◆ **Brief**
List each line of the records below that contains the string "pizza", treating uppercase and lowercase letters as distinct.
───── Records for processing ─────
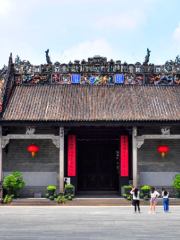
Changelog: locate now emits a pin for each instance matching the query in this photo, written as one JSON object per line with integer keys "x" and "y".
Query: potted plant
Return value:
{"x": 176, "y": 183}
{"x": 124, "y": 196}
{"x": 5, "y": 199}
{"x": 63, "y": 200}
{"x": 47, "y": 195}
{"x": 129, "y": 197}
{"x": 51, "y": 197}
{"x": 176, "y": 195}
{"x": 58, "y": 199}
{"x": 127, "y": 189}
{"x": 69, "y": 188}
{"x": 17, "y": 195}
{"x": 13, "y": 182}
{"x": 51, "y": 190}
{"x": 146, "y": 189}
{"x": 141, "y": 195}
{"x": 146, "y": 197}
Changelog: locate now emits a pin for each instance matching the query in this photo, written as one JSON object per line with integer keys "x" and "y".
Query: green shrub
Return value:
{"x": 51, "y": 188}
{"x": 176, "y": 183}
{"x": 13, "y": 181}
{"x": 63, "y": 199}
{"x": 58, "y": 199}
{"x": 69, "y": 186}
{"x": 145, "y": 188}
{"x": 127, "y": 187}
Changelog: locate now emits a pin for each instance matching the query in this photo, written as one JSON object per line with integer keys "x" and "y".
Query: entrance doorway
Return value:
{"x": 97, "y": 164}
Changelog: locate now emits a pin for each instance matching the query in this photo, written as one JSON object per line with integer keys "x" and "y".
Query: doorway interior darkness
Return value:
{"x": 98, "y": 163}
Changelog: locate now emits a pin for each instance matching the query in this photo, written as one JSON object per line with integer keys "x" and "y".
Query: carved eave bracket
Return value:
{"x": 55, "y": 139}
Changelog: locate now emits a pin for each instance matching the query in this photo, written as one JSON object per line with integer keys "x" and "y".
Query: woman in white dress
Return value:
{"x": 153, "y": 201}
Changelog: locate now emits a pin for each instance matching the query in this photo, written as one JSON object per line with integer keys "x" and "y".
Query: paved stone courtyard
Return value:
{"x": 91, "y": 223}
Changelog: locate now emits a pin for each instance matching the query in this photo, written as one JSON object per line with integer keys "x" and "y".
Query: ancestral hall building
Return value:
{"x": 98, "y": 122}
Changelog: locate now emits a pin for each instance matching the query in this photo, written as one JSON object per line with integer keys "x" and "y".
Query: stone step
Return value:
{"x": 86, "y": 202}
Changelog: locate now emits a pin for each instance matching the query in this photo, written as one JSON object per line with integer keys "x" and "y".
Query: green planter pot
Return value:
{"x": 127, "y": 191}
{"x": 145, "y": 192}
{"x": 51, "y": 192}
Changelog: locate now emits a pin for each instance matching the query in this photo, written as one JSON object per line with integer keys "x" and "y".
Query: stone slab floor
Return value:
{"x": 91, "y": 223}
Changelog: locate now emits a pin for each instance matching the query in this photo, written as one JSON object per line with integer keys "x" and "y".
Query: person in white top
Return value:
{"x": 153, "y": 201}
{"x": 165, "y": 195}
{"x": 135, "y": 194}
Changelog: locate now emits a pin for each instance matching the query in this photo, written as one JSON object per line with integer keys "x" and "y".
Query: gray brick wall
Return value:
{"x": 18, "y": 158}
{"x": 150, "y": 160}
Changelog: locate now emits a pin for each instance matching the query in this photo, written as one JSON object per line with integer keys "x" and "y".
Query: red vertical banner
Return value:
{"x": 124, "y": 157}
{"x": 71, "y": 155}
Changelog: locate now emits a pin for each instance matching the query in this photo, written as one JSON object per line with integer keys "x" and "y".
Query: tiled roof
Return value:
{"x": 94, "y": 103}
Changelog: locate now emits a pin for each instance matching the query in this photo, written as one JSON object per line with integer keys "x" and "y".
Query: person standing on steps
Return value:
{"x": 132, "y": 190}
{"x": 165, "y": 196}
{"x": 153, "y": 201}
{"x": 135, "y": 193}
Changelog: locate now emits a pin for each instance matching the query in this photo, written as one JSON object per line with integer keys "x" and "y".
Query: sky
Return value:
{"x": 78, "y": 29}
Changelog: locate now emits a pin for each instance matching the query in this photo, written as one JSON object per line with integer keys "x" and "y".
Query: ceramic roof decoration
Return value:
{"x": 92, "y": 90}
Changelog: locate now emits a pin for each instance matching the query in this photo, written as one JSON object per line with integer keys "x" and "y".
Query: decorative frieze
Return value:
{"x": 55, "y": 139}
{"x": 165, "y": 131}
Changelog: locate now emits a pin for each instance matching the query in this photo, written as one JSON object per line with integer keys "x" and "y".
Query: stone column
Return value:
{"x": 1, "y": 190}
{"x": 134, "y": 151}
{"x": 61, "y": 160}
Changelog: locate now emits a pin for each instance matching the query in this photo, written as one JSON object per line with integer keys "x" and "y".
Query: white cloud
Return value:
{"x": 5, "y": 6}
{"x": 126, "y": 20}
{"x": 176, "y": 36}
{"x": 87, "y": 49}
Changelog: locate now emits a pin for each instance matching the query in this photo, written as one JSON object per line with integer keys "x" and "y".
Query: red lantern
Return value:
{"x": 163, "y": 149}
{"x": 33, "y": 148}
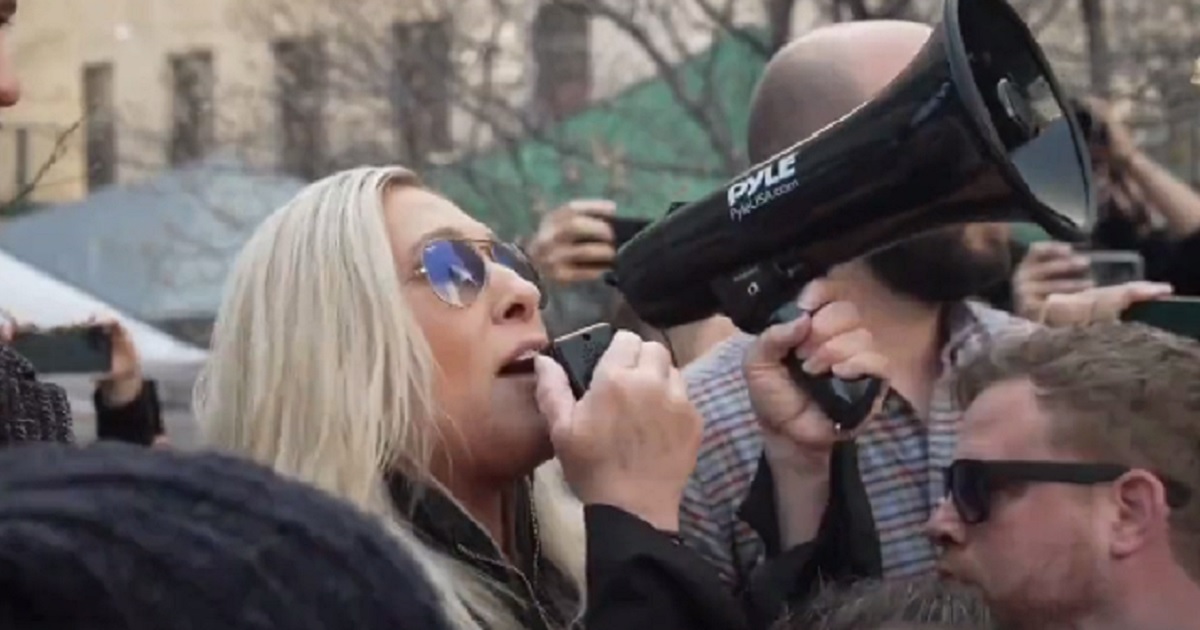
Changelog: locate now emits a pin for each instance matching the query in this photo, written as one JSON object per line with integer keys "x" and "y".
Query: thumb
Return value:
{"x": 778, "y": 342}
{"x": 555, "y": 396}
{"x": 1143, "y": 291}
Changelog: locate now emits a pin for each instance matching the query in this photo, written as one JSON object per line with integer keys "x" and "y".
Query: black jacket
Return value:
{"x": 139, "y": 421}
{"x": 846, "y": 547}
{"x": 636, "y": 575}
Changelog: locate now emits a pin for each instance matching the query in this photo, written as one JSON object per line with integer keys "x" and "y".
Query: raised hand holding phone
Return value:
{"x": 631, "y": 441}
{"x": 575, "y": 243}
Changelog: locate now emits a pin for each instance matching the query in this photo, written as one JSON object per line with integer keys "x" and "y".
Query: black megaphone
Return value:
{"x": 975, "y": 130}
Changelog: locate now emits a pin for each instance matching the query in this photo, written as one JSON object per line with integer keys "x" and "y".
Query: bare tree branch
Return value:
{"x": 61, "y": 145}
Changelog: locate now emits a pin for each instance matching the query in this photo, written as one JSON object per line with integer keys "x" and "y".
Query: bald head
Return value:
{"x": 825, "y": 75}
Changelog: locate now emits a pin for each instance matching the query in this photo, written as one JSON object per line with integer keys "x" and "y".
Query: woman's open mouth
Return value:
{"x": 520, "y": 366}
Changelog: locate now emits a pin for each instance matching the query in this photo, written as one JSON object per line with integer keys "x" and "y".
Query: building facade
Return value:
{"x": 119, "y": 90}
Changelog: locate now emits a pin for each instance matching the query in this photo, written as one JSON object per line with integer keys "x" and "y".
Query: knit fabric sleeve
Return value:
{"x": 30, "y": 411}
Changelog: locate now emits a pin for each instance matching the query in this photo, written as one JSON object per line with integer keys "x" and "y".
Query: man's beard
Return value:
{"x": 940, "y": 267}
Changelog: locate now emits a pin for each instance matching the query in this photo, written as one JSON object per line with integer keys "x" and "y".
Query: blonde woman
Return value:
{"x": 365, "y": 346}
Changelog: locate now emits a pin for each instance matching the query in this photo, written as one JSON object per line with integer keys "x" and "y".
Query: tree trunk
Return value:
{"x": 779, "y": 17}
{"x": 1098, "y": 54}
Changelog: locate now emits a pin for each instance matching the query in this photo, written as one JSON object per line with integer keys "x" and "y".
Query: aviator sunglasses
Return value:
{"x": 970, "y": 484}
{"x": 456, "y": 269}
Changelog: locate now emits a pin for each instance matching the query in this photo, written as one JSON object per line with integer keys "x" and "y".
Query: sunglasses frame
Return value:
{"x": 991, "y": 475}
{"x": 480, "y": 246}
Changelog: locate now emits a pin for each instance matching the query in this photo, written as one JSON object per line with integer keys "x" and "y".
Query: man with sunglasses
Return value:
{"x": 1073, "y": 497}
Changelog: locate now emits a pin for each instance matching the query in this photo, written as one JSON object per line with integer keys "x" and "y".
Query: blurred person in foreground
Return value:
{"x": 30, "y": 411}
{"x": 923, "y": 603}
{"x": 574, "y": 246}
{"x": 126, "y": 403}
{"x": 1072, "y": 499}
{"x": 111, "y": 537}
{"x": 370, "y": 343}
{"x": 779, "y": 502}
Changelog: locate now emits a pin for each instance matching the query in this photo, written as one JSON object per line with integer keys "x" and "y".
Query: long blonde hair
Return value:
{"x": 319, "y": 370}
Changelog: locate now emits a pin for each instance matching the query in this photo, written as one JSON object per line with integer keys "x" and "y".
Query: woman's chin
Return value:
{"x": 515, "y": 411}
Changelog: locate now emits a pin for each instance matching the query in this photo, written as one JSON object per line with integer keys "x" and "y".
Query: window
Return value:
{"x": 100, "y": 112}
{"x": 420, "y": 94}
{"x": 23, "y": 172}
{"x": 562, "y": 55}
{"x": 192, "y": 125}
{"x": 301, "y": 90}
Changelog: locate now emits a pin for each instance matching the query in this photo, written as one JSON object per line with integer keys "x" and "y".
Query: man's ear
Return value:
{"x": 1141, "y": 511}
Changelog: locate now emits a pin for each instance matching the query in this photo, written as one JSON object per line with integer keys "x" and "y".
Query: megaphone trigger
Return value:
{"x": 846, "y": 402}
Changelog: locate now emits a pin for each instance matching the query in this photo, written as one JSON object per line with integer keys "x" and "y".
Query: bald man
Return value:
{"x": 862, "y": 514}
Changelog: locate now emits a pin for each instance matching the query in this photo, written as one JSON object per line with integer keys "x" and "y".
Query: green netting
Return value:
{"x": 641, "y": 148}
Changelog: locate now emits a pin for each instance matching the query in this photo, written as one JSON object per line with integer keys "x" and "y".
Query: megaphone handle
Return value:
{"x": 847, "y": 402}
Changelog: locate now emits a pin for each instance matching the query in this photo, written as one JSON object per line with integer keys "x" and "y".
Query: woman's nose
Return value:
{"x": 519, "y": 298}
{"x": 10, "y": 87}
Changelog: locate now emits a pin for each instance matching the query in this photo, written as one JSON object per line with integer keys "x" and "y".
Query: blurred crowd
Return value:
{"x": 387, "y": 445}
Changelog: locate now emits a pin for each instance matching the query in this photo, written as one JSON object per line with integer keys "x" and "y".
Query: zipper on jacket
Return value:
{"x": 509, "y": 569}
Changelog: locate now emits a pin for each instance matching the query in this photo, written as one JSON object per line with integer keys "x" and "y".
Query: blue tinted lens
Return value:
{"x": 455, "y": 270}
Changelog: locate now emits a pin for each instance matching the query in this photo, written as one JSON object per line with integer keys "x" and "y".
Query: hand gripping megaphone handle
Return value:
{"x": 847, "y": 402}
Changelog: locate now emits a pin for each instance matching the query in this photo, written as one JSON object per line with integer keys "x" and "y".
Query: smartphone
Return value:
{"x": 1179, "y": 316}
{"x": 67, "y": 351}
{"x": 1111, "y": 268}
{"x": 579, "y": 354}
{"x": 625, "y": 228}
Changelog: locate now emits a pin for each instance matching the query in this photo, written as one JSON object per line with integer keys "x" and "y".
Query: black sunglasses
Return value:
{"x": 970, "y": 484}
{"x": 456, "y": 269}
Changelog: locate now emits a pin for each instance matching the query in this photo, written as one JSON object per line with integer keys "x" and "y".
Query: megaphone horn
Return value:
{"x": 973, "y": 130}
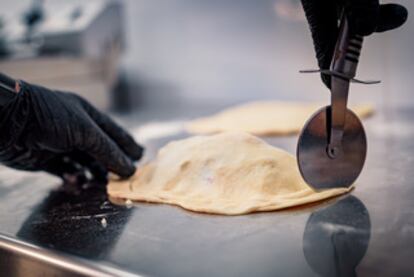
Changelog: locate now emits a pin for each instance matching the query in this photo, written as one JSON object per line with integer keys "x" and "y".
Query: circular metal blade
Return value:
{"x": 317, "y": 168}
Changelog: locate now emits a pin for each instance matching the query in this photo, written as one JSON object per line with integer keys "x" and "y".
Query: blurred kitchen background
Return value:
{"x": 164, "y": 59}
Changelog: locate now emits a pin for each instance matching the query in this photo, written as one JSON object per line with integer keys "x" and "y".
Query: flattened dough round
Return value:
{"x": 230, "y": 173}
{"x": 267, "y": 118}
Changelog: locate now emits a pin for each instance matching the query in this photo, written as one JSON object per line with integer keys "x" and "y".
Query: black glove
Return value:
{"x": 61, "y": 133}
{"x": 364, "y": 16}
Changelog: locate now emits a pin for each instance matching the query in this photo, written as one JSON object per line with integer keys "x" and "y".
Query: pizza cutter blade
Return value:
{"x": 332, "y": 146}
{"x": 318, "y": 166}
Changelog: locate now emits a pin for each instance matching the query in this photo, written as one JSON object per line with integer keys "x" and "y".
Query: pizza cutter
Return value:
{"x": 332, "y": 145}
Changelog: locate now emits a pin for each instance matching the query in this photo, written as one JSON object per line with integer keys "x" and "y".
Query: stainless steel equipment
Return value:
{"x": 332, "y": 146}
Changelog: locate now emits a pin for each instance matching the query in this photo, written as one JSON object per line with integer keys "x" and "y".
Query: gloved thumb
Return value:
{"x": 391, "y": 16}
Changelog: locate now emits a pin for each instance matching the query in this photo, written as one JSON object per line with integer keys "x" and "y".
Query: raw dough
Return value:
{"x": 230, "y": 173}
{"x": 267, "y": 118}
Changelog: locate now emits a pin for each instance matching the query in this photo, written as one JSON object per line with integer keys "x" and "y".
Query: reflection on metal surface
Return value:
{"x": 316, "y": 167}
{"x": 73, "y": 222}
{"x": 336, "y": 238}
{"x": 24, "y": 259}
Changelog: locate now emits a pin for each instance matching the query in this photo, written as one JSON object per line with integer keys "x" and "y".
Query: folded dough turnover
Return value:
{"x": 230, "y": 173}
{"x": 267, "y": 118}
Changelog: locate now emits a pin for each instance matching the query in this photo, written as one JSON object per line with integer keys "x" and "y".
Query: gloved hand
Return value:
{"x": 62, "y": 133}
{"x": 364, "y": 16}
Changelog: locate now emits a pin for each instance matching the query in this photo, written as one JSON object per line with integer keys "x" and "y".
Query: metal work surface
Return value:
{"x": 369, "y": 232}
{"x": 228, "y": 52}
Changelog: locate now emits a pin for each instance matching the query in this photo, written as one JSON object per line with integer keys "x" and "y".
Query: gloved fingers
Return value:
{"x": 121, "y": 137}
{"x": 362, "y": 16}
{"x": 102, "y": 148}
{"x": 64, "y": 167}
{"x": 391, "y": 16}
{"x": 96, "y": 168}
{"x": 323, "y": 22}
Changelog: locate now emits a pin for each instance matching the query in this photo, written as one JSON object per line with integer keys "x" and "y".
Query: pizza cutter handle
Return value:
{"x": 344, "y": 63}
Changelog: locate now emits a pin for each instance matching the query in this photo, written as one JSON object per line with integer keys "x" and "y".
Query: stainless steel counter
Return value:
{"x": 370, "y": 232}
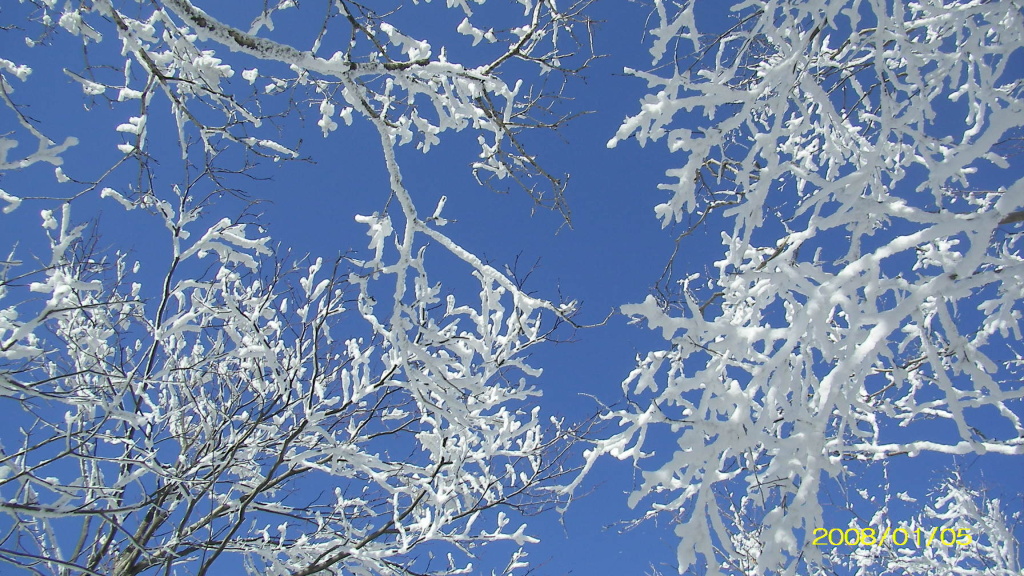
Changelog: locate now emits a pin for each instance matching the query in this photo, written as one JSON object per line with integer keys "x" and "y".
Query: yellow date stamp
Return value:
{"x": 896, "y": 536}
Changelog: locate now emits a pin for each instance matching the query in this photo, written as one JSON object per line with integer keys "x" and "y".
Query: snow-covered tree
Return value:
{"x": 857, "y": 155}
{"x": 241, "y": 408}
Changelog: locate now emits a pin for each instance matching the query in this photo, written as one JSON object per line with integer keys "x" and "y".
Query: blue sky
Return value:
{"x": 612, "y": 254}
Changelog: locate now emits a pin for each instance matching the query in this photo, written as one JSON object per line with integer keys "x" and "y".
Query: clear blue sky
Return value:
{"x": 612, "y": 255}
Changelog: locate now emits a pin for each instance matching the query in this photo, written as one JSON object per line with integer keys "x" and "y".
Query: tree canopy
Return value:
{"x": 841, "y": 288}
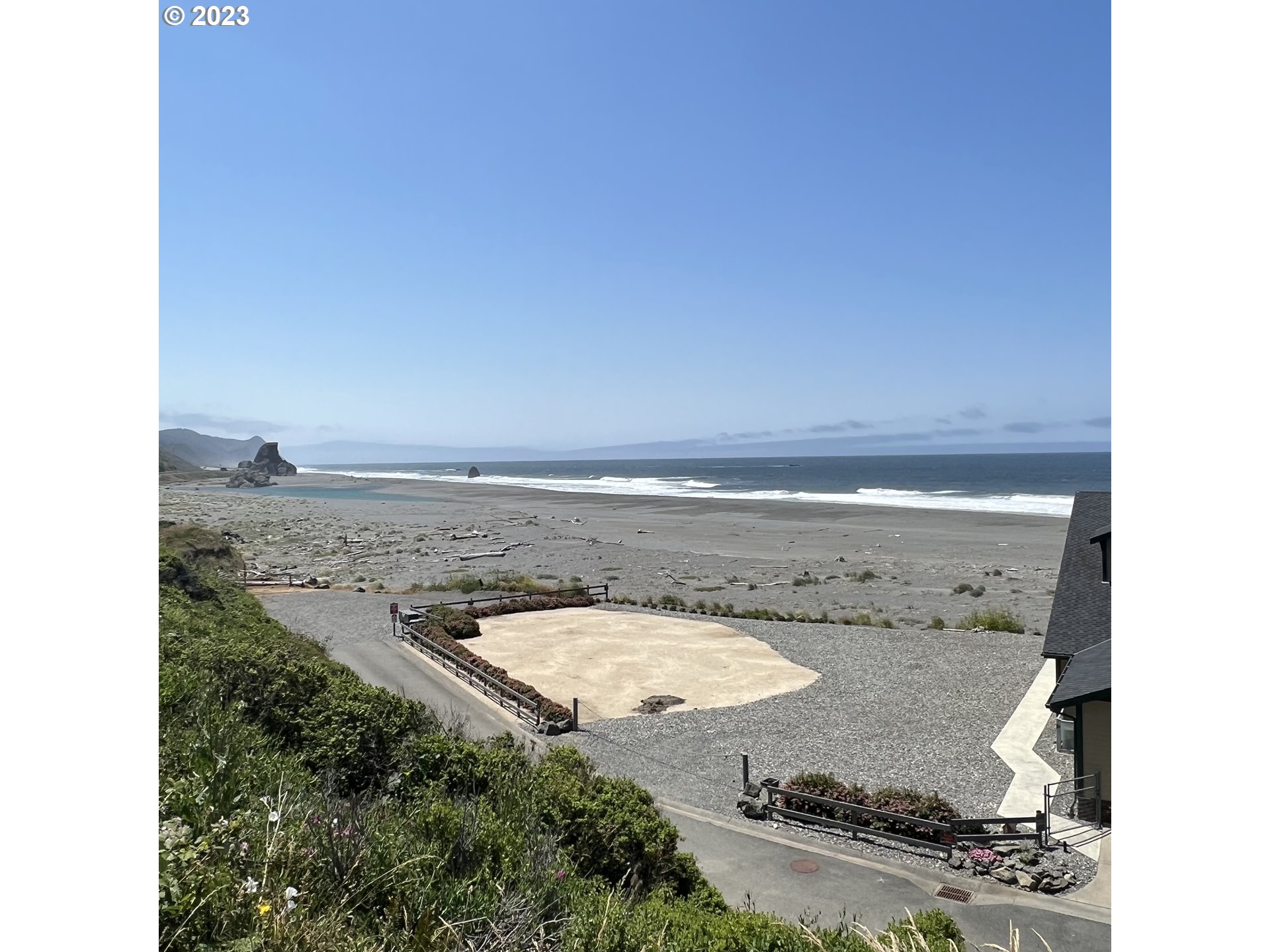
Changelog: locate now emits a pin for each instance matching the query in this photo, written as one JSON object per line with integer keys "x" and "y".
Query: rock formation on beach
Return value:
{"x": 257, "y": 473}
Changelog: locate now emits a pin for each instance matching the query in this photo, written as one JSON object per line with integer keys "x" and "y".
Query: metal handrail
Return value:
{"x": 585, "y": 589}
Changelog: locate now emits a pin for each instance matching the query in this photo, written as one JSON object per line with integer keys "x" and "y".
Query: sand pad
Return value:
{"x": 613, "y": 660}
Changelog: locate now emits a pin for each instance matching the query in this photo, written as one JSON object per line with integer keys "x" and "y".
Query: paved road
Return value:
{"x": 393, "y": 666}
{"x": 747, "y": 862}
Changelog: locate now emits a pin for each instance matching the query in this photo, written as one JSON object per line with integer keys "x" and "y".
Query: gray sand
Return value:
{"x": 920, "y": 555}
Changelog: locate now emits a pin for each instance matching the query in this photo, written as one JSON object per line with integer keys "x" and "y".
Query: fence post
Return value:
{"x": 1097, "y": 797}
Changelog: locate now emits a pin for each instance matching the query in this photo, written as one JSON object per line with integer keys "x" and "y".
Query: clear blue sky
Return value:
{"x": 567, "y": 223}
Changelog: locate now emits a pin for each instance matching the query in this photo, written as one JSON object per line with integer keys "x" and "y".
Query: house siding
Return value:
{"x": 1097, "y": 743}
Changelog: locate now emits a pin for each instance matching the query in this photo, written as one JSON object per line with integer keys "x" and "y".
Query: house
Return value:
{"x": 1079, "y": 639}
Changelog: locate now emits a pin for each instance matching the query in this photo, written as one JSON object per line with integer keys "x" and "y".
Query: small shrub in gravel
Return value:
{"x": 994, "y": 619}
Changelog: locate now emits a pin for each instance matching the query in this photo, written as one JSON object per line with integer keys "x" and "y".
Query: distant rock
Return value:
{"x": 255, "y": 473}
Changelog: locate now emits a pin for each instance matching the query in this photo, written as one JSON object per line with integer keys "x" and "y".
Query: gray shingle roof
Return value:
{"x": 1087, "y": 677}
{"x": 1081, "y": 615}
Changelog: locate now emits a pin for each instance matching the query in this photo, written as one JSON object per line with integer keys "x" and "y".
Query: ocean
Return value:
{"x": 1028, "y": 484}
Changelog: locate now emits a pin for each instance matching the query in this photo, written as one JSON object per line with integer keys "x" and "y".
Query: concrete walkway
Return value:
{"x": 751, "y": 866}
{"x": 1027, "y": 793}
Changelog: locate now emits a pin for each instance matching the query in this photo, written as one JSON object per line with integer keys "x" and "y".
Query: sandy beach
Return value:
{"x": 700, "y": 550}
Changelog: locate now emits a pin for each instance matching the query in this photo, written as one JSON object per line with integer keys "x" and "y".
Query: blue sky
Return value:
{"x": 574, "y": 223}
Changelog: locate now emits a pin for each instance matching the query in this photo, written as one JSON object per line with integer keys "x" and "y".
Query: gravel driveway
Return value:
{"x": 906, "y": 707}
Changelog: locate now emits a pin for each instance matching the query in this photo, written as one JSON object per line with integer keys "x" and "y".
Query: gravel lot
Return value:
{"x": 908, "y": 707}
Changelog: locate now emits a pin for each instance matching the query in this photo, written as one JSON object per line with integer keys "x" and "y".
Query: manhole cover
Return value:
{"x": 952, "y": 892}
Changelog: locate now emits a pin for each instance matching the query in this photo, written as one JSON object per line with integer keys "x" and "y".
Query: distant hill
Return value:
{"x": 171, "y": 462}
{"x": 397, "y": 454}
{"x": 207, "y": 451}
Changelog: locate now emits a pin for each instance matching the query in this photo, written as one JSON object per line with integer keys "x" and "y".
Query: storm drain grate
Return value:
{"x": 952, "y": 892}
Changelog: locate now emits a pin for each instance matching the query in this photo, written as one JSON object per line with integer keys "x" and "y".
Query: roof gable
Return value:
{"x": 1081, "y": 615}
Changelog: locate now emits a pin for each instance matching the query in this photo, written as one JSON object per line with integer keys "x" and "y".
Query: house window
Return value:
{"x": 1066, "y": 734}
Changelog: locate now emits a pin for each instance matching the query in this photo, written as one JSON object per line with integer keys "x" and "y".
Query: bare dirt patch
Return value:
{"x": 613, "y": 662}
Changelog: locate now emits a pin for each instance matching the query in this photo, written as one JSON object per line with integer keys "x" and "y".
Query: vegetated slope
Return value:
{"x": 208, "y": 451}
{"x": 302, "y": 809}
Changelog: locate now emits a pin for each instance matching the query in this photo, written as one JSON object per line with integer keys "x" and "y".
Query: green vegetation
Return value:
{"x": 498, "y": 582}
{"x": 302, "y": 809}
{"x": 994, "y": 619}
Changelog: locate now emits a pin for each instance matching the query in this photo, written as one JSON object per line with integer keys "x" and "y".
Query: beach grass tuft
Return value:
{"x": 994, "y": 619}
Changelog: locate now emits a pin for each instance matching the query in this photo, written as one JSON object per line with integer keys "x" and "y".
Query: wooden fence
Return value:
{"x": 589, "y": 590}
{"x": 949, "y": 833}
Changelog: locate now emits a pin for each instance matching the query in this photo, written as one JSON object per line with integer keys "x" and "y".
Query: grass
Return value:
─────
◆ **Correct output**
Query: pizza cutter blade
Query: pizza cutter
Query: pizza cutter handle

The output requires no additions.